State safety bill means security for whom?
State safety bill means security for whom?
By Lukas Luwarso
JAKARTA (JP): During the New Order era, people were stifled in
speaking their mind, while the government tightly regulated
public expression for the sake of preserving its power. Freedom
was fettered through various intimidation, including media
censorship and ban.
As a result, political turmoil broke loose, resulting in the
fall of the New Order government, which was followed by the
establishment of B.J. Habibie's transitional administration.
From this new administration, the public are strongly
demanding total reform to guarantee the restoration and honor of
their basic rights which have been shackled for so long.
Habibie's administration saw the light of day after over 1,000
people lost their lives in fire or were intentionally burned,
tortured and shot to death in May 1998. Initially, the
transitional government showed its intention, though feigned, to
uphold democracy. In regards to the media, for example, the
regulation on media publication permits was revamped, journalists
were allowed to set up independent associations and the mass
media were allowed more freedom of reporting.
However, this administration seems to be impatient. Waves of
protests and demonstrations have been dealt with in the easiest
way -- by banning them. At first, the Habibie administration
issued a government regulation in lieu of Law No. 2/1998, which
seeks to regulate the freedom of expression. However, as people
still adamantly refused to have their freedom of expression
regulated, the government replaced it with Law No. 9/1998 on the
freedom to express opinions publicly. But the Law has proven to
be an instrument to take action against and not regulate the
manifestation of this freedom.

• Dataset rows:

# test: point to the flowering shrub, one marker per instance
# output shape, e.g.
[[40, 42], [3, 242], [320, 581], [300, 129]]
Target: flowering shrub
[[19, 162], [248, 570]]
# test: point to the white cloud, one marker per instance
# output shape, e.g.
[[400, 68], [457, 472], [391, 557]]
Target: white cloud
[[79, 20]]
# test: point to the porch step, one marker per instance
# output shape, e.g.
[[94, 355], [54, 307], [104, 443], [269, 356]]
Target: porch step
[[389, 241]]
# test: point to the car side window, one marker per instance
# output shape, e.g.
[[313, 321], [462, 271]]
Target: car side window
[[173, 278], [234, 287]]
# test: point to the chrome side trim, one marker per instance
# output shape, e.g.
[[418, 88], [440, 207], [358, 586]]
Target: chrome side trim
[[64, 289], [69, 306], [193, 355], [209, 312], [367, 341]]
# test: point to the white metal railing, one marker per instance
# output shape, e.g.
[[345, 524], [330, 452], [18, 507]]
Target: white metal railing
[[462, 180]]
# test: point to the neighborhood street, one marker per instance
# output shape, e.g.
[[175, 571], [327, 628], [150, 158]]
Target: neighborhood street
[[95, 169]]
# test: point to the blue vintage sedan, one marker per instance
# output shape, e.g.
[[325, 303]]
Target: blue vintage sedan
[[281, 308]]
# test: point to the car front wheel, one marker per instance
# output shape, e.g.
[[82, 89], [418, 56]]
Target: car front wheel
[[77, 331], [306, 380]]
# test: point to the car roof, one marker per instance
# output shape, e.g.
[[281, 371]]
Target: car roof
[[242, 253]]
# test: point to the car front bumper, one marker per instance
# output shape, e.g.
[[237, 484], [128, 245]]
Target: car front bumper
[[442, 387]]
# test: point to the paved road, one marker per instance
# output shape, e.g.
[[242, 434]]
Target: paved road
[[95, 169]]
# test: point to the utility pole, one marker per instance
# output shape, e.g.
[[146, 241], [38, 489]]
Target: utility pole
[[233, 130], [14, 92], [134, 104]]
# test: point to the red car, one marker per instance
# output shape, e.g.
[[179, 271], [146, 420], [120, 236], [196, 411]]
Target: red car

• Problems to solve:
1) Answer these questions about the article on the state safety bill:
(a) Who wrote it?
(b) How many people lost their lives in May 1998?
(c) Which law did the government use to replace the regulation issued in lieu of Law No. 2/1998?
2) List every change the transitional government made concerning the media, according to the article on the state safety bill.
Base your answers only on the article about the state safety bill.

• Solutions in order:
1)
(a) Lukas Luwarso
(b) Over 1,000 people
(c) Law No. 9/1998 on the freedom to express opinions publicly

2)
- The regulation on media publication permits was revamped.
- Journalists were allowed to set up independent associations.
- The mass media were allowed more freedom of reporting.